● Work to do
Which lines in the entries below contain the word "arched"? List every such line, treating case as significant.

— START Extracted entries —

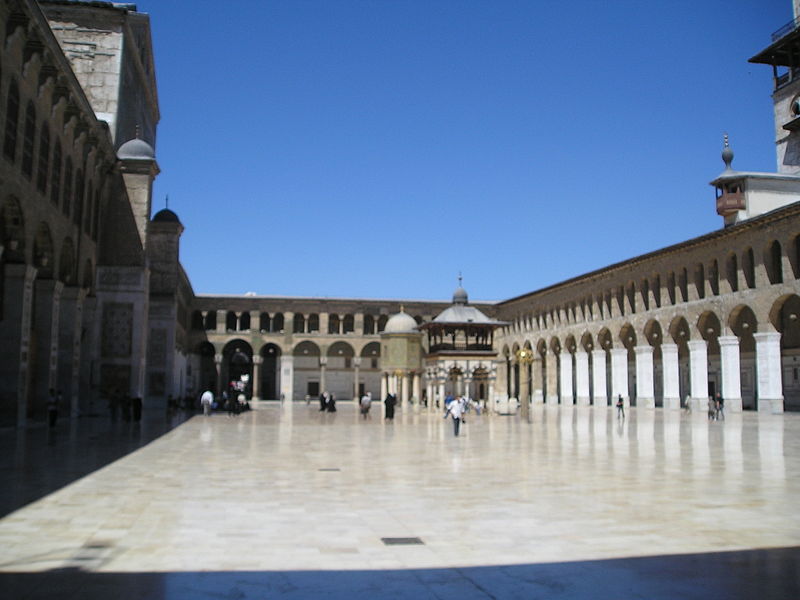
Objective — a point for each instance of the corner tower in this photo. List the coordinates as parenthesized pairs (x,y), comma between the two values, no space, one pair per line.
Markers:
(784,56)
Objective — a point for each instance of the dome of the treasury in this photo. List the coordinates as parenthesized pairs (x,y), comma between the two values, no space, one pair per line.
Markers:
(136,149)
(401,322)
(165,215)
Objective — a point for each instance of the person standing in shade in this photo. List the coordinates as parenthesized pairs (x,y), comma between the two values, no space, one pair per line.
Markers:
(389,402)
(206,400)
(52,408)
(366,402)
(455,410)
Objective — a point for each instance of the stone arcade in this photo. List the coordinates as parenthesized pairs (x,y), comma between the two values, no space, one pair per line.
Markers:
(95,301)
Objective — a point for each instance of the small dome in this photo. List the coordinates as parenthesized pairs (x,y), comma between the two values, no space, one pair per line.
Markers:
(401,323)
(136,149)
(165,215)
(460,296)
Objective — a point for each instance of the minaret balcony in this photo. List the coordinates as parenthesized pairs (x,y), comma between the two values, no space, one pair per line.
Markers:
(730,202)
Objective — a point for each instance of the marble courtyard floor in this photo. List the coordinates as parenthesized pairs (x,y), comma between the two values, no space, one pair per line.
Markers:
(287,502)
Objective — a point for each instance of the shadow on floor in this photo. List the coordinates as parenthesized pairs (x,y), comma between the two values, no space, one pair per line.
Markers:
(37,461)
(763,574)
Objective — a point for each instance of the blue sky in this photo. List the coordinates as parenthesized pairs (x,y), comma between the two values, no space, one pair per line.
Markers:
(375,149)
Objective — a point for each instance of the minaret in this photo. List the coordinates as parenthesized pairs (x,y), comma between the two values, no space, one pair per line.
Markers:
(783,54)
(139,169)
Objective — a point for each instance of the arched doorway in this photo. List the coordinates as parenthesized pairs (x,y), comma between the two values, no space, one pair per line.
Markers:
(269,385)
(237,368)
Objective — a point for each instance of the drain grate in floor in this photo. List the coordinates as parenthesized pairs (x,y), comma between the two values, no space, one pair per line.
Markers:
(403,541)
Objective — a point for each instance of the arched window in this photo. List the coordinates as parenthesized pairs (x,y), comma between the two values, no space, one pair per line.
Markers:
(700,280)
(369,325)
(28,138)
(333,323)
(80,190)
(55,175)
(87,221)
(67,196)
(749,268)
(732,272)
(197,320)
(12,122)
(43,167)
(772,260)
(713,278)
(299,325)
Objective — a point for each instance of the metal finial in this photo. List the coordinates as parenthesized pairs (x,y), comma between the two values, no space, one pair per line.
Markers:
(727,154)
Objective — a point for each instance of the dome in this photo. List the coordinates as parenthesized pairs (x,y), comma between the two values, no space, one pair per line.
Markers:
(136,149)
(401,323)
(165,215)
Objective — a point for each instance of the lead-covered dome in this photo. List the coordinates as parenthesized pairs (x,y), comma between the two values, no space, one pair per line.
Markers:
(136,149)
(401,322)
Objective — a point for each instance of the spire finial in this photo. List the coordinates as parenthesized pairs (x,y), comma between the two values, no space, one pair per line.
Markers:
(727,154)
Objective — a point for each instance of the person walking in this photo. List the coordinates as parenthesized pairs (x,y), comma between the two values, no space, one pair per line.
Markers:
(366,402)
(52,409)
(456,410)
(206,400)
(389,402)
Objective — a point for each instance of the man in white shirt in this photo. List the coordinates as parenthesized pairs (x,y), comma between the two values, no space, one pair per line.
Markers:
(207,399)
(456,410)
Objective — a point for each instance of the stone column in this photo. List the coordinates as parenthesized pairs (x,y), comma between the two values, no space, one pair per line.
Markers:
(619,375)
(218,367)
(15,332)
(429,392)
(698,374)
(671,373)
(323,363)
(566,378)
(524,392)
(257,362)
(731,372)
(69,345)
(599,378)
(551,392)
(582,377)
(769,390)
(287,378)
(46,325)
(356,366)
(537,385)
(645,388)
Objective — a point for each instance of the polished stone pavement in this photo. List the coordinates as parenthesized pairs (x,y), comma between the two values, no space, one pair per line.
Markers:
(287,502)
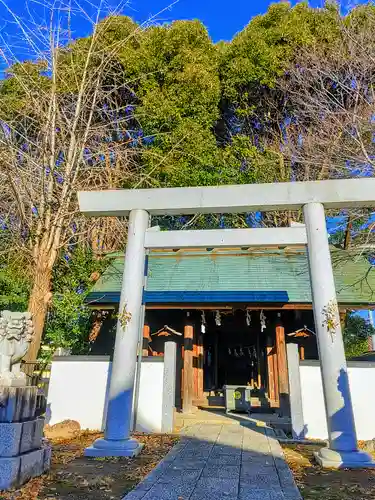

— END Extracted entries —

● Problem solution
Objective — a point for each instance of the arched doorway in this photo. List the coordinates as parenthesized pairs (x,y), comma between the two values, no space, one pair per line.
Objective — a point for each instance of the arched window in this photo. List the coordinates as parenthesized pairs (x,y), comma between the two values, no space, one pair per line.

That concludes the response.